### GIVEN INFORMATION

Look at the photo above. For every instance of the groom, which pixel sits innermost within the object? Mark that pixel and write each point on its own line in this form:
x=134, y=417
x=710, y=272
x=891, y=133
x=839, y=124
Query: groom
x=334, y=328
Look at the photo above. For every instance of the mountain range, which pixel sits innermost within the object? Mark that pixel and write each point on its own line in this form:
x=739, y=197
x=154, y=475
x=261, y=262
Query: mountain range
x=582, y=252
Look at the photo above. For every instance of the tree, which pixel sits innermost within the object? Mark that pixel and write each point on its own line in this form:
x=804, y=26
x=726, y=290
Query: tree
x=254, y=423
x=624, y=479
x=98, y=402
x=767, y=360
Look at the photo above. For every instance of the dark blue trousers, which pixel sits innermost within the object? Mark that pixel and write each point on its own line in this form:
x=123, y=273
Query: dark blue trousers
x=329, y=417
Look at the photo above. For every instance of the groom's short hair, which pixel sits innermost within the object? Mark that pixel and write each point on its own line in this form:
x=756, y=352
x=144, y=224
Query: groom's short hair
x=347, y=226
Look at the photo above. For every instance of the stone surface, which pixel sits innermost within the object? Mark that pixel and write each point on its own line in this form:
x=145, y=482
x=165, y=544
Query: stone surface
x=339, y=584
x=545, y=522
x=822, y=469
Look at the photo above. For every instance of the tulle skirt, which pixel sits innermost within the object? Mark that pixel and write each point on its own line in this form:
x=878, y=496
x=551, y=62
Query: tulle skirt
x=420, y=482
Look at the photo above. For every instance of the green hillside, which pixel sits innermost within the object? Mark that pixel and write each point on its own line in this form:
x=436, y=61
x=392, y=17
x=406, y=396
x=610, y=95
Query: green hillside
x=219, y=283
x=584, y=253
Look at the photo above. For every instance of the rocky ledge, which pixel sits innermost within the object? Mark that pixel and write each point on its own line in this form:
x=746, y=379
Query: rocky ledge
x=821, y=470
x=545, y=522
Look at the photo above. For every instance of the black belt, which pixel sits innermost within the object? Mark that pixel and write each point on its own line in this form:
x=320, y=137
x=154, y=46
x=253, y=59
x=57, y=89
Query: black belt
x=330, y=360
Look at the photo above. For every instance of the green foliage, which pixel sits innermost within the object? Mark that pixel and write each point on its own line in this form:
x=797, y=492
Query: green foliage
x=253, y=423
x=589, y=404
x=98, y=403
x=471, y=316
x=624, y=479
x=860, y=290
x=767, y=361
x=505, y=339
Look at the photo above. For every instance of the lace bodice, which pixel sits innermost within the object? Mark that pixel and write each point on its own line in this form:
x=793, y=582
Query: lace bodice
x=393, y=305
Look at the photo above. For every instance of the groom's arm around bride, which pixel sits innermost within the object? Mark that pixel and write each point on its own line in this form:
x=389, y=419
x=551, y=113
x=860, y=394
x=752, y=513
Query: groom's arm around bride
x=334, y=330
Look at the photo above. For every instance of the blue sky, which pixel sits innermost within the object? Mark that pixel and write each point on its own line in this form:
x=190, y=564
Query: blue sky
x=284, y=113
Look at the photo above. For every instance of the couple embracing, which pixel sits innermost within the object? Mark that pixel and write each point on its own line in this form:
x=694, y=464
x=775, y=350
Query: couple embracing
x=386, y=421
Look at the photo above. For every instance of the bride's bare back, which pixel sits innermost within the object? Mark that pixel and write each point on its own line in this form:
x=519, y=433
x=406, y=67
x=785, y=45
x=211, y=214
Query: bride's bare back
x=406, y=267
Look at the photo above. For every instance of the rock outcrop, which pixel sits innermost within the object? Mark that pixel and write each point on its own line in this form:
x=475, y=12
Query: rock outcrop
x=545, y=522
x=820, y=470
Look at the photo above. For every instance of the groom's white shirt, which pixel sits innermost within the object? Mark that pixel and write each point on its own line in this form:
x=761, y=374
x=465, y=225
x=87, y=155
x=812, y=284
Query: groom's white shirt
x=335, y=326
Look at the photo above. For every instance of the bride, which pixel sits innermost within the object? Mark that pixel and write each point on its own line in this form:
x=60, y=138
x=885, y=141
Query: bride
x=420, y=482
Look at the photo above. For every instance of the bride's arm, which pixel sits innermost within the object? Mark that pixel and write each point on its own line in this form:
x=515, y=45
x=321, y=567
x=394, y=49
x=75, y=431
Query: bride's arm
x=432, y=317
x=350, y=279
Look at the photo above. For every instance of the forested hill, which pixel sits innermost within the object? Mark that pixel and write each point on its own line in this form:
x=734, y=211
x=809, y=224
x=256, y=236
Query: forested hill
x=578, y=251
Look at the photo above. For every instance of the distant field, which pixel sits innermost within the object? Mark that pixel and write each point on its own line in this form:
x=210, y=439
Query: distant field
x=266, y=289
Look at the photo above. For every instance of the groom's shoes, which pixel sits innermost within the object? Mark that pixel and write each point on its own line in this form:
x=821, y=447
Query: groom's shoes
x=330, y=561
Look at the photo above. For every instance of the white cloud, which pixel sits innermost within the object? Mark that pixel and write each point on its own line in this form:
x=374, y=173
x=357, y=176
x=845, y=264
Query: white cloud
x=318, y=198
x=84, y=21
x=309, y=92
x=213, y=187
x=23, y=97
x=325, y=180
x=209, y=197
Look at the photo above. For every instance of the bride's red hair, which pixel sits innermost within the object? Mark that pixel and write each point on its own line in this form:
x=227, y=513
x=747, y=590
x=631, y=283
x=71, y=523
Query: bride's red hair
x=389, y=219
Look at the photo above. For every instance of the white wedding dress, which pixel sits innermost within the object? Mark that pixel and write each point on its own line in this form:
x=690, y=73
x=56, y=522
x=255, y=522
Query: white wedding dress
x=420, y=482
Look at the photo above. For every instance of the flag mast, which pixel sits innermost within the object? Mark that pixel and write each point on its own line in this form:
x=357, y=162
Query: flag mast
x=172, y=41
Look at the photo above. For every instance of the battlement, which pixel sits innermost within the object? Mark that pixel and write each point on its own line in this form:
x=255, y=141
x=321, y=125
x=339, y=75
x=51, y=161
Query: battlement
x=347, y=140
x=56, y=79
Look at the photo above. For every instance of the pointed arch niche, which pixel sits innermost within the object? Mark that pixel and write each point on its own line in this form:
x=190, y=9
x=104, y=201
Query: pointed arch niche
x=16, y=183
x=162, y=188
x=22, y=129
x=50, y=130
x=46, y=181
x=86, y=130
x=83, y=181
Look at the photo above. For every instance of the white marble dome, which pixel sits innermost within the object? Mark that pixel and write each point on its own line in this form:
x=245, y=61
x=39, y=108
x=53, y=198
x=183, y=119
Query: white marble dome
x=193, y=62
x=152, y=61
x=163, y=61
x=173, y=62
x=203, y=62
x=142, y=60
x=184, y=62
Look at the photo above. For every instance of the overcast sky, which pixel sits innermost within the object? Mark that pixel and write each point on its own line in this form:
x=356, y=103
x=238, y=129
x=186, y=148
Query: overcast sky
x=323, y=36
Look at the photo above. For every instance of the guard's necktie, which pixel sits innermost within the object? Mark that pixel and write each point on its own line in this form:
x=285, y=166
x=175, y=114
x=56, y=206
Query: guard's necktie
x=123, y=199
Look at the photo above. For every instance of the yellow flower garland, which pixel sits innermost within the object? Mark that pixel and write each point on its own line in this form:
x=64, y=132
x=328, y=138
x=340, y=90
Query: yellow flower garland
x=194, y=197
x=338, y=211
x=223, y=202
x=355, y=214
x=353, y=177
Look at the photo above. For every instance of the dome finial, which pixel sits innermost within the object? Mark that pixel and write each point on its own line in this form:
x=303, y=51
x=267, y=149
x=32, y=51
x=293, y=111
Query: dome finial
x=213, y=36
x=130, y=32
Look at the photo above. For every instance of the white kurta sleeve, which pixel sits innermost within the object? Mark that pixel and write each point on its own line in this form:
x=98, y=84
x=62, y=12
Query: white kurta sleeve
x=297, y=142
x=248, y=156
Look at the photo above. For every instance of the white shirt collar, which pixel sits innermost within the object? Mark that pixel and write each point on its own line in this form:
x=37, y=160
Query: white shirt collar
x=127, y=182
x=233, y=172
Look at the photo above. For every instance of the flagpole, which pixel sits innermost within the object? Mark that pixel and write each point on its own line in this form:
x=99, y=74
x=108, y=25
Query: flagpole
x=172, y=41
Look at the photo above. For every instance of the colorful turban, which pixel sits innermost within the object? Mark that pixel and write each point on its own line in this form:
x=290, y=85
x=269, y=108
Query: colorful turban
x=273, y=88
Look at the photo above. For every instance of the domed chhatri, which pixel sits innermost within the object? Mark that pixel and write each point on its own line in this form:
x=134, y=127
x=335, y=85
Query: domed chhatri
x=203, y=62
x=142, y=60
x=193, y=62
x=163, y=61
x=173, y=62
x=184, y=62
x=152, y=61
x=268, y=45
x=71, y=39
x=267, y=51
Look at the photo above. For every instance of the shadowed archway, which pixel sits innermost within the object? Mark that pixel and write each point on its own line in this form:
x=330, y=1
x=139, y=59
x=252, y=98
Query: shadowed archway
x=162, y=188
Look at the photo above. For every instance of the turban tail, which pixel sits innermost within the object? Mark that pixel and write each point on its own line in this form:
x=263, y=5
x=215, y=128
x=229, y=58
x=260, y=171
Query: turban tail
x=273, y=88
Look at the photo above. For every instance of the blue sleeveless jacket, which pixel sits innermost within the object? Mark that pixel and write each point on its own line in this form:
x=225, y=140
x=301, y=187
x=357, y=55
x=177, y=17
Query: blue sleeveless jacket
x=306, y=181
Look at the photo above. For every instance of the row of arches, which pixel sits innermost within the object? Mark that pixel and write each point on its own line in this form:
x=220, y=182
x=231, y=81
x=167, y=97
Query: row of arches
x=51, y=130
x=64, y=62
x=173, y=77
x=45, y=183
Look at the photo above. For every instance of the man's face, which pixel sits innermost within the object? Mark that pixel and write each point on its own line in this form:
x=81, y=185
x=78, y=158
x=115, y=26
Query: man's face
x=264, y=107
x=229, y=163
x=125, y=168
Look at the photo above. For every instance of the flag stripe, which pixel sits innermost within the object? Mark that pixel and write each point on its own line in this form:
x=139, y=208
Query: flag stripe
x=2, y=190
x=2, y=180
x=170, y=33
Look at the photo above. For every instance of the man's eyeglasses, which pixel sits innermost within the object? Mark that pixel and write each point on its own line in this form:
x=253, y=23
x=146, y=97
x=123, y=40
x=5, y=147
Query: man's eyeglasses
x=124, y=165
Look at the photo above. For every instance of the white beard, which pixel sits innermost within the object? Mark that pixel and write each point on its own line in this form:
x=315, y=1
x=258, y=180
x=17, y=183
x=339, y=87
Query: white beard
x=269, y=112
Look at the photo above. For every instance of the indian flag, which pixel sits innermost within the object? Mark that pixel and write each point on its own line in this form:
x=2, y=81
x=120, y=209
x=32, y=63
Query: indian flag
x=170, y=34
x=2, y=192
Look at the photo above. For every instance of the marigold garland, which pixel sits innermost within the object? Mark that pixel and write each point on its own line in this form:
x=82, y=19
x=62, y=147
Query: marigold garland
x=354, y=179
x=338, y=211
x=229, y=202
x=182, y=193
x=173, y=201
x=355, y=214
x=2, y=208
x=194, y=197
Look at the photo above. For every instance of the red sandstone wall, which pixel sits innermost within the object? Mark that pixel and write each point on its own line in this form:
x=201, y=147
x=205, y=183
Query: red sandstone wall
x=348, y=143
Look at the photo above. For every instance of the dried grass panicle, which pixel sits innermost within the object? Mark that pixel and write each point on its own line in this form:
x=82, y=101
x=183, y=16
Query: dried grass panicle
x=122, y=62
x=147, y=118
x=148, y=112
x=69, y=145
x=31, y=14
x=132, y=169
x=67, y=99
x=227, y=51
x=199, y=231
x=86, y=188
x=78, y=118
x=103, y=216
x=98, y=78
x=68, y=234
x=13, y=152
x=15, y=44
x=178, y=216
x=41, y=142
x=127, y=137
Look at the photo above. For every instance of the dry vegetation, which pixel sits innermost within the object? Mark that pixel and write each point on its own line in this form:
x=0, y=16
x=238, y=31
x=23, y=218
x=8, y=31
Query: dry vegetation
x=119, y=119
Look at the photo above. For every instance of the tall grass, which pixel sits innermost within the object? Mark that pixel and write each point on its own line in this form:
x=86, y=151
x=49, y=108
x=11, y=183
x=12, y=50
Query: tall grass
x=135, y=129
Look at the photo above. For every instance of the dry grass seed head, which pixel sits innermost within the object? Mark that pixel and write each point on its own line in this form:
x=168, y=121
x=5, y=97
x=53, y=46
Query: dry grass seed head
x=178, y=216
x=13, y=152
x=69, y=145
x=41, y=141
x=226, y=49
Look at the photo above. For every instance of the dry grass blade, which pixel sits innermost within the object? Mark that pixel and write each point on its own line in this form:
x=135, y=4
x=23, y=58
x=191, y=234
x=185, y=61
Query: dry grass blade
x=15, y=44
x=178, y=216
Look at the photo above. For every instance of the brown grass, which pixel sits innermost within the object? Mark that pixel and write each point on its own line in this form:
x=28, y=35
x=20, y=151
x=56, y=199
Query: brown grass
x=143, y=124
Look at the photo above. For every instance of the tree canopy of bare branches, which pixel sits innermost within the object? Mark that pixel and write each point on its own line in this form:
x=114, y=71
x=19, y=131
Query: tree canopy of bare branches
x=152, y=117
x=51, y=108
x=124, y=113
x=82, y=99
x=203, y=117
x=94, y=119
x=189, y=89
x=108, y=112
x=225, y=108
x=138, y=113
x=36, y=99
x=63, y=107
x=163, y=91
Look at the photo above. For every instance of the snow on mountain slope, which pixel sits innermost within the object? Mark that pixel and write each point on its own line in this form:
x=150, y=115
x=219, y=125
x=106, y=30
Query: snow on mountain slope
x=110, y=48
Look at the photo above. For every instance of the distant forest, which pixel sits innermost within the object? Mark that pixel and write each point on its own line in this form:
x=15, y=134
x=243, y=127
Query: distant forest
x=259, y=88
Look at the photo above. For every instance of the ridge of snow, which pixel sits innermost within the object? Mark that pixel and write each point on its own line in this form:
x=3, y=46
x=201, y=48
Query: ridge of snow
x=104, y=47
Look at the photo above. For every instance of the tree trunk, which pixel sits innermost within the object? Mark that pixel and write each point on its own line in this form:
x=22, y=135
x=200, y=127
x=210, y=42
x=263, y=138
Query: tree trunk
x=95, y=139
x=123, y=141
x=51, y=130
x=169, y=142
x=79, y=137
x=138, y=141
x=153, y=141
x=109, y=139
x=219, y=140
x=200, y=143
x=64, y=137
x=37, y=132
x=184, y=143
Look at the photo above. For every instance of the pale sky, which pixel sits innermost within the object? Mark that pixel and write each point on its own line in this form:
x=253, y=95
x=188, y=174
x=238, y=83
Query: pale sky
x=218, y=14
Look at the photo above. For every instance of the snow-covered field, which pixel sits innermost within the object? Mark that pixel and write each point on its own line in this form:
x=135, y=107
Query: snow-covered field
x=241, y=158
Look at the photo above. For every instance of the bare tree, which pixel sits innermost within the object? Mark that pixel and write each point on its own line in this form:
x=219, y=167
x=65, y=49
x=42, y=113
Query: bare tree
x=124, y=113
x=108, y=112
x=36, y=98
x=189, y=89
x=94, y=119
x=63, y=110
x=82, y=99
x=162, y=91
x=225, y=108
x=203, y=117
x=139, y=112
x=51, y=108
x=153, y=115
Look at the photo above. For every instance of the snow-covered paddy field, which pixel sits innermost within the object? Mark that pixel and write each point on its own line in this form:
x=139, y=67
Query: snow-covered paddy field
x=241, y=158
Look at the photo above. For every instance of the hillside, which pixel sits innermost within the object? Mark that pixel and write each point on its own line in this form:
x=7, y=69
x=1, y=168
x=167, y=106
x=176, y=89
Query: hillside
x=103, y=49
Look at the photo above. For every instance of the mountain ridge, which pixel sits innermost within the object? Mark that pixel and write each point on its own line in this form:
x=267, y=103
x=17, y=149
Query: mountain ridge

######

■ **THE PROBLEM**: Could you lay out the lines in the records above, from the line containing "Look at the photo above. For every instance of the red" through the line containing "x=348, y=143", as a numbered list with any blank lines left out?

■ **RESULT**:
1. Look at the photo above. For every instance of the red sandstone wall, which pixel sits innermost within the object? Mark that pixel and write each point on its own line in this form:
2. x=201, y=147
3. x=205, y=183
4. Query: red sandstone wall
5. x=348, y=143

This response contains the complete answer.